| Selected text |
_ _ _

Sid Watson

Personal information
- Full name: Thomas Sidney Watson
- Date of birth: 12 December 1927
- Place of birth: Mansfield, England
- Date of death: 1 September 2021 (aged 93)
- Position: Wing half

Youth career
- Palterton Welfare

Senior career*
- Years: Team / Apps / (Gls)
- 1948–1961: Mansfield Town / 292 / (9)
- 1961–1965: Ilkeston Town

= Sid Watson (footballer, born 1927) =

English footballer (1927–2021)

Thomas Sidney Watson (12 December 1927 – 1 September 2021) was an English footballer who played in The Football League for Mansfield Town as a wing-half.

Sid Watson worked at Pleasley Colliery when he signed with Mansfield Town as an amateur in September 1948. In January 1950, he signed a professional contract with the club, but had to wait until the 1951–52 season before making his first-team debut.

Watson went on to become one of Mansfield's longest-serving players of all time. He spent 13 years at the club, and played 307 first-team games for the Stags, including 292 in league competition. He left Mansfield at the end of the 1960–61 season, and then played four seasons for non-league Ilkeston Town.

After his retirement from professional football, Watson was an employee at King's Mill Hospital in Sutton-in-Ashfield until his retirement in 1992.

He died on 1 September 2021, aged 93.

_ _ _

Dataset records

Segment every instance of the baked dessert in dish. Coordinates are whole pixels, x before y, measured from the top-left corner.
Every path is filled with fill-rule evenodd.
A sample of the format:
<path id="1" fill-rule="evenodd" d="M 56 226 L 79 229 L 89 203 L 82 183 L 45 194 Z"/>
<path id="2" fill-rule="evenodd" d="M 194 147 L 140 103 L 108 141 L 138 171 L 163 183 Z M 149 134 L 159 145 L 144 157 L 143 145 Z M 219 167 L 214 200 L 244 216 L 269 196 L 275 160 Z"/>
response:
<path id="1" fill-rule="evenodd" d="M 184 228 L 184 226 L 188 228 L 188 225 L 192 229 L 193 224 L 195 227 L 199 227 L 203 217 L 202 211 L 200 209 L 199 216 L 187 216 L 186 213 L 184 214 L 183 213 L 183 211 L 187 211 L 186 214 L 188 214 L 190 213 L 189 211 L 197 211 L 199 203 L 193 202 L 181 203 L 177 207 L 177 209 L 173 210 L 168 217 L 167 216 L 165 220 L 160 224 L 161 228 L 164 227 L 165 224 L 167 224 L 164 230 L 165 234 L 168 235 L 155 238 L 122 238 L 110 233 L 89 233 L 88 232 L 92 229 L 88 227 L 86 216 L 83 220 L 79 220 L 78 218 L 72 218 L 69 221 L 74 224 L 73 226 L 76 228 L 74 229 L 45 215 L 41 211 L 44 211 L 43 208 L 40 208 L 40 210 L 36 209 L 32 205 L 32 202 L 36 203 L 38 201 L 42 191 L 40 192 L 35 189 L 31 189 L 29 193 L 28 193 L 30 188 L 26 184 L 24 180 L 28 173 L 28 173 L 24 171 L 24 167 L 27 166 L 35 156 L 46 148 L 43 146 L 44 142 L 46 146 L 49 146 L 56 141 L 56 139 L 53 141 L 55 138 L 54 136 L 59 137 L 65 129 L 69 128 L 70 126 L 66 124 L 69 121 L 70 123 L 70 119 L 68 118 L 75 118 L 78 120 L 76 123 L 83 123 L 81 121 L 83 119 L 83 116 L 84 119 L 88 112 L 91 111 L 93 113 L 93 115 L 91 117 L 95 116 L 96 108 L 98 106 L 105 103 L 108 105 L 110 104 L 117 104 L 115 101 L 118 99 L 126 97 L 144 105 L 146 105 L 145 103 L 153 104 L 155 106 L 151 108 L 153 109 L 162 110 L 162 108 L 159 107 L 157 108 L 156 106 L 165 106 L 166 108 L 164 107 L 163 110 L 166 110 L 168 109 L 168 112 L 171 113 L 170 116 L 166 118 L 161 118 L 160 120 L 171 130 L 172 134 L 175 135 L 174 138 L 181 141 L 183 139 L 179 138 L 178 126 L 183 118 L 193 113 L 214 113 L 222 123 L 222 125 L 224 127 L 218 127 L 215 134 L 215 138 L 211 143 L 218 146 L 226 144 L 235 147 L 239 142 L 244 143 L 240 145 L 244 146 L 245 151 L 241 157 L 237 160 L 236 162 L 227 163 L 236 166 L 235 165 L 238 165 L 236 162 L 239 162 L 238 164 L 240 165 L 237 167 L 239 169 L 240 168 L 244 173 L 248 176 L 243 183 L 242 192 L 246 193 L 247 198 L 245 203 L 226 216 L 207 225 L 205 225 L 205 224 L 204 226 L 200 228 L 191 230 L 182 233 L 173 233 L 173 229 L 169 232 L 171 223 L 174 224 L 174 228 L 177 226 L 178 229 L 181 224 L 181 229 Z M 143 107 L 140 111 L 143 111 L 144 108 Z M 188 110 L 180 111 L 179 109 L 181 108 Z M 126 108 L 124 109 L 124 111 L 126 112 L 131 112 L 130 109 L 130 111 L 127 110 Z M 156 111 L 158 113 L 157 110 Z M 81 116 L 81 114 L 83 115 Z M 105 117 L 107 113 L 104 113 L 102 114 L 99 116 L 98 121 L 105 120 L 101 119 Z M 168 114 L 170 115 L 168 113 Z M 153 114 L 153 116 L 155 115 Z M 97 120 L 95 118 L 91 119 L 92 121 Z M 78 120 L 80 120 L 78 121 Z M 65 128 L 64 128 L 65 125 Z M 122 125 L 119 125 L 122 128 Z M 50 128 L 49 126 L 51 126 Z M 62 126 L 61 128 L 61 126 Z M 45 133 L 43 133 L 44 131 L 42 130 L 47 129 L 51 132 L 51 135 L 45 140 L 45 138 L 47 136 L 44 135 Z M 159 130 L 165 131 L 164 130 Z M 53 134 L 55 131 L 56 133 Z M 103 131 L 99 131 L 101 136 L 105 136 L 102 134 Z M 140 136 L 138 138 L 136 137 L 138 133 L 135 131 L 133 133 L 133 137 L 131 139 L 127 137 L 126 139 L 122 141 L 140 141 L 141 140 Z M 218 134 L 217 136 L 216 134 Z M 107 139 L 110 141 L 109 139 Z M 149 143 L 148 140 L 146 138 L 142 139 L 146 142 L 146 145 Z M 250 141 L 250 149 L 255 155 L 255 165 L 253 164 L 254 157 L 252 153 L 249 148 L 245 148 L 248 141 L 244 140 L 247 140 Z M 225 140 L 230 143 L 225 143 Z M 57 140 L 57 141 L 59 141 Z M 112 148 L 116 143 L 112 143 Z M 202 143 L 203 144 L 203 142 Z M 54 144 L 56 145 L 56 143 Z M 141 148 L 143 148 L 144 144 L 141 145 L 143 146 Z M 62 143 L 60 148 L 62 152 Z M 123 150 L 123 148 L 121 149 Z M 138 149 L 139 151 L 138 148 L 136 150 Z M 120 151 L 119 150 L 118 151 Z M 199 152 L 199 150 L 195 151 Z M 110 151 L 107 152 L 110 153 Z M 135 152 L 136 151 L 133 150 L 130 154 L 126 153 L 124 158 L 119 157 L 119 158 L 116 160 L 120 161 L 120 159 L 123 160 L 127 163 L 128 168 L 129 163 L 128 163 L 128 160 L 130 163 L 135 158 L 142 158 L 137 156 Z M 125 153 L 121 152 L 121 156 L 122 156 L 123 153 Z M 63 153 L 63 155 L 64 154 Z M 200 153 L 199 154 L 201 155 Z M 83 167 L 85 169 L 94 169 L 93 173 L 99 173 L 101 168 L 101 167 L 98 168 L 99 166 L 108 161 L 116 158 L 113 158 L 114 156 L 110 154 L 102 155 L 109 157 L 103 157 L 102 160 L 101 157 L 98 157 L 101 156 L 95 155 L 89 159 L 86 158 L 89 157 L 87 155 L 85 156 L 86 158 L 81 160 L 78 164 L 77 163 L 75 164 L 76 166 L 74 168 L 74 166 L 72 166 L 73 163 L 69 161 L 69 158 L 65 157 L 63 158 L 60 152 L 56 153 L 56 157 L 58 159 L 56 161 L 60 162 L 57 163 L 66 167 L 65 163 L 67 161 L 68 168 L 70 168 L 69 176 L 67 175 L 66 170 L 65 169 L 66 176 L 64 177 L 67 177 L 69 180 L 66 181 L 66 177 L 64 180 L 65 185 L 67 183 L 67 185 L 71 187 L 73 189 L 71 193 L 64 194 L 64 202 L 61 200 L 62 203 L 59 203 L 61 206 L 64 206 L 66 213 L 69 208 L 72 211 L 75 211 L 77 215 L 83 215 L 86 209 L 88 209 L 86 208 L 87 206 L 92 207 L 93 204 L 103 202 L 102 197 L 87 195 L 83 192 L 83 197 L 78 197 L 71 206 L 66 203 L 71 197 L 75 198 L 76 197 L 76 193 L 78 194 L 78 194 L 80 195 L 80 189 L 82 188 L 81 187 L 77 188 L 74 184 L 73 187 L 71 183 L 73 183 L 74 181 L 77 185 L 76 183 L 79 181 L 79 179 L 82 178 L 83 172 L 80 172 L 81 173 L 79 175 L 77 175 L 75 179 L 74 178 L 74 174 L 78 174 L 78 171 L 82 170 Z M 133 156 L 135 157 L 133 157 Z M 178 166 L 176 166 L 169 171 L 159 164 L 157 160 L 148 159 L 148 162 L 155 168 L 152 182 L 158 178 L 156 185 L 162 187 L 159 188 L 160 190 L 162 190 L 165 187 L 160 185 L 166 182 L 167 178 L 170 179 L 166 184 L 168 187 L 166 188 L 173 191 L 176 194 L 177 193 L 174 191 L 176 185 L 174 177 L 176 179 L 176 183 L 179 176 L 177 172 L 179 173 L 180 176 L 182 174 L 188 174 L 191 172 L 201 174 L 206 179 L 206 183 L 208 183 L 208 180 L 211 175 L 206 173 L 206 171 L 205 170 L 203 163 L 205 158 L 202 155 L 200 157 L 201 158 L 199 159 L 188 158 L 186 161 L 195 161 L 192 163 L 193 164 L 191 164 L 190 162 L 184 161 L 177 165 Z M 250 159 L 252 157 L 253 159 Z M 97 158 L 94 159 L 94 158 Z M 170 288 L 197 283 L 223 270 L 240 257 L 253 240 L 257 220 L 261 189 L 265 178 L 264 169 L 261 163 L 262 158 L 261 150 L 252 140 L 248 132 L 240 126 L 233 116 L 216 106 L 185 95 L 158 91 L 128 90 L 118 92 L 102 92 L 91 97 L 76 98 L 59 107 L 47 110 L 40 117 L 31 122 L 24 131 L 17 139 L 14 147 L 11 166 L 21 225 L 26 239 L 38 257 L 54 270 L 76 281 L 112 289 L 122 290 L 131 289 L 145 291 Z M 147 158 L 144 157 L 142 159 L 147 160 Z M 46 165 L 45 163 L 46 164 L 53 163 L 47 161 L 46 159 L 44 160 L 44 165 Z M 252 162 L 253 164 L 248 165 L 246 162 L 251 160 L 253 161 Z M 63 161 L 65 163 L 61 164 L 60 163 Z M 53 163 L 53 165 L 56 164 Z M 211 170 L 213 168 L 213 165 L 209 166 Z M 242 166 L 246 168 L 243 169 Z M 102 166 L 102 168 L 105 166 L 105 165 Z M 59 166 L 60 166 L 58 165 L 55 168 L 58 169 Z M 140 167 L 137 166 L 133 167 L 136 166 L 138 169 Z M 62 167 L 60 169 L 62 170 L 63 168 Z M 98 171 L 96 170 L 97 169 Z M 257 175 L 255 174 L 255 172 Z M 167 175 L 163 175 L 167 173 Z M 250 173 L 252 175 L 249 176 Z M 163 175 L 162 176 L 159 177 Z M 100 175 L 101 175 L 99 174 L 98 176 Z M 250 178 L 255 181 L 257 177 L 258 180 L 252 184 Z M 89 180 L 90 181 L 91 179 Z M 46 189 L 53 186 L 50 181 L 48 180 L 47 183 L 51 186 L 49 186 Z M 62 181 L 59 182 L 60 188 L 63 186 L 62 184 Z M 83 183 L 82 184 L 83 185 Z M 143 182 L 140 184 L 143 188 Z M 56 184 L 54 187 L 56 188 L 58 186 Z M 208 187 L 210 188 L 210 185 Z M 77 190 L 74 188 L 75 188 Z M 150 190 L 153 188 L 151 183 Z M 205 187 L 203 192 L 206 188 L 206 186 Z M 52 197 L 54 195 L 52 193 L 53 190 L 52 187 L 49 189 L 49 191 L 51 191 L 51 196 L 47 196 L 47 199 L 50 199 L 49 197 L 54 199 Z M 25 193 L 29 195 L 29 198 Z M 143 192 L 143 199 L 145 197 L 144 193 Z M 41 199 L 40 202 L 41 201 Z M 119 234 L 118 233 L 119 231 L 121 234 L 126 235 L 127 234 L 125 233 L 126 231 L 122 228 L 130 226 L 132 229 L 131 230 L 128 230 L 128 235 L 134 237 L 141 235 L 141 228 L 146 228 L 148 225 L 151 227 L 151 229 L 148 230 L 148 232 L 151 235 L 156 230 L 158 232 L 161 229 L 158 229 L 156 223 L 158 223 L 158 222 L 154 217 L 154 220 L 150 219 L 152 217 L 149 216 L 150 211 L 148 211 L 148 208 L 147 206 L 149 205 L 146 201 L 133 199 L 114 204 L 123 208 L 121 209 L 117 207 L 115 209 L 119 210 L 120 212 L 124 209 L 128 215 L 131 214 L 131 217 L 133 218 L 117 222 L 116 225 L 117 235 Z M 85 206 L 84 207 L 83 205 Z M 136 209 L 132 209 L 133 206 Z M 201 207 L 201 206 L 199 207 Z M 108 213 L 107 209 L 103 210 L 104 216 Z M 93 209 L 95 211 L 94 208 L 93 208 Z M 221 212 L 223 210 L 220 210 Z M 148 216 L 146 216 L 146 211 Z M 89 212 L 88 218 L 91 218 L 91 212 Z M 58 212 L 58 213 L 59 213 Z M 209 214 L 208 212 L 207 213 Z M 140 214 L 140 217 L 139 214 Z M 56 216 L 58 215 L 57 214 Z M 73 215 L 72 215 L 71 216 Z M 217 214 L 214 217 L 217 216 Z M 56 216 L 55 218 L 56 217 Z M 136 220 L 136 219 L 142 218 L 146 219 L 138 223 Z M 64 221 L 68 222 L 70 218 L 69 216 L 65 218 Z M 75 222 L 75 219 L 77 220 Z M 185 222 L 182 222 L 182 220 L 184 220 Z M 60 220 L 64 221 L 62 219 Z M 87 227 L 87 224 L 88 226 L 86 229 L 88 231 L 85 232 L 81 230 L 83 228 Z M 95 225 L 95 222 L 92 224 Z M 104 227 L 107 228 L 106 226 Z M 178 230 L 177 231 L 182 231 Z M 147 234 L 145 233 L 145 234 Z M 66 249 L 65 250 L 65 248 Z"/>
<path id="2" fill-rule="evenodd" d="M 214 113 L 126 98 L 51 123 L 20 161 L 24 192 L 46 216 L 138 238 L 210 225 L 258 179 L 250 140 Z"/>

_ _ _

Reproduce the section of the Sid Watson article that starts at the words "Youth career" and stops after the words "English footballer (1927–2021)". These rows are independent of the Sid Watson article.

| Answer space |
Youth career
- Palterton Welfare

Senior career*
- Years: Team / Apps / (Gls)
- 1948–1961: Mansfield Town / 292 / (9)
- 1961–1965: Ilkeston Town

= Sid Watson (footballer, born 1927) =

English footballer (1927–2021)